* **PROMPT**:
I'd like the data beneath this line reproduced exactly, without any of its images.

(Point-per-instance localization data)
········

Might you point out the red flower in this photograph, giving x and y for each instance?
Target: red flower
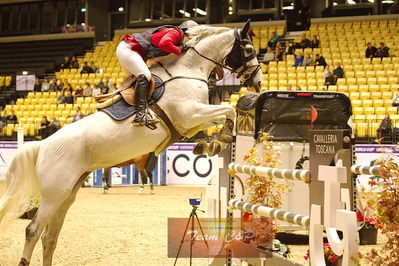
(247, 217)
(333, 259)
(360, 217)
(372, 182)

········

* **YOUR RESPONSE**:
Might you point out the red flower in this photograph, giving x and y for each instance?
Target: red flower
(247, 217)
(333, 259)
(360, 217)
(372, 182)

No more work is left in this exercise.